WORK INSTRUCTIONS: Identify each line below that contains the word "face" and copy those lines in full.

Detection examples:
*-*-*

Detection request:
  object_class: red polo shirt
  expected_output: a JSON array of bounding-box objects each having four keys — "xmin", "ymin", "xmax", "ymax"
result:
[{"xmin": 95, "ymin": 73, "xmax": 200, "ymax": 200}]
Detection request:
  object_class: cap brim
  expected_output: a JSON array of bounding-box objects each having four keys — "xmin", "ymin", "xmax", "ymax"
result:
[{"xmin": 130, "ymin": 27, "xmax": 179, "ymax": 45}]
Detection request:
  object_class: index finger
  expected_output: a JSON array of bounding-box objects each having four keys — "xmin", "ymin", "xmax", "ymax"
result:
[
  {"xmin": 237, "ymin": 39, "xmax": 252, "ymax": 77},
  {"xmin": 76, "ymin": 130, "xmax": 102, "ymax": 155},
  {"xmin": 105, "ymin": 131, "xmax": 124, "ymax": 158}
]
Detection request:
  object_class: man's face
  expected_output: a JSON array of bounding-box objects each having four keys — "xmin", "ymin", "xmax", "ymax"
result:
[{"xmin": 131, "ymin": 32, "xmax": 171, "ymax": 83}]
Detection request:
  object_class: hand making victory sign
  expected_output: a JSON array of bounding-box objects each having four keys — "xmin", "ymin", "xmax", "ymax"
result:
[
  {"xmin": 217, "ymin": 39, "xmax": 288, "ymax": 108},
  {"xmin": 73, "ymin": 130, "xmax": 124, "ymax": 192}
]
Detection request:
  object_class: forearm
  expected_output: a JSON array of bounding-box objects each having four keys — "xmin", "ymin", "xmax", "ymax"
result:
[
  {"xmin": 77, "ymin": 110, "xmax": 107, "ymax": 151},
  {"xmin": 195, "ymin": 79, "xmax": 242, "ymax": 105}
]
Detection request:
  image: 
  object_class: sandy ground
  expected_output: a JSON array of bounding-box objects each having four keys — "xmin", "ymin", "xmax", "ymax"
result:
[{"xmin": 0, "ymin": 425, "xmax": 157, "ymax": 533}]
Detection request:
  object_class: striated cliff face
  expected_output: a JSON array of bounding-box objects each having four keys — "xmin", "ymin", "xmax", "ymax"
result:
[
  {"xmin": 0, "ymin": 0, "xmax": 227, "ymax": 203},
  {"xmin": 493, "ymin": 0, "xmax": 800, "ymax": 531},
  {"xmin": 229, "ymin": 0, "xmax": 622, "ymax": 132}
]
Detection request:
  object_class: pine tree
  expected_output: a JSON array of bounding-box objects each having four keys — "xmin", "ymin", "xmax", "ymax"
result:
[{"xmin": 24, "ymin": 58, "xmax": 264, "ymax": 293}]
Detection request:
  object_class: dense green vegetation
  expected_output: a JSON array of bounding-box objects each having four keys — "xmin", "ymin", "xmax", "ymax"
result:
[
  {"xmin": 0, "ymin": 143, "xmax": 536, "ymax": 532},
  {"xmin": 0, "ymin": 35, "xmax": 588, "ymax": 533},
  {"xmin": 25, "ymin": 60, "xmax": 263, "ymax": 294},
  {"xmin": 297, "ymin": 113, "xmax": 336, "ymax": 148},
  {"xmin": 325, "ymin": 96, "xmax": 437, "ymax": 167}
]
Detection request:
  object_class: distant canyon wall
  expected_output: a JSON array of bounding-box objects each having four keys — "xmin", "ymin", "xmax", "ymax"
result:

*-*-*

SOLUTION TO THIS TASK:
  object_class: man's face
  object_class: striated cliff face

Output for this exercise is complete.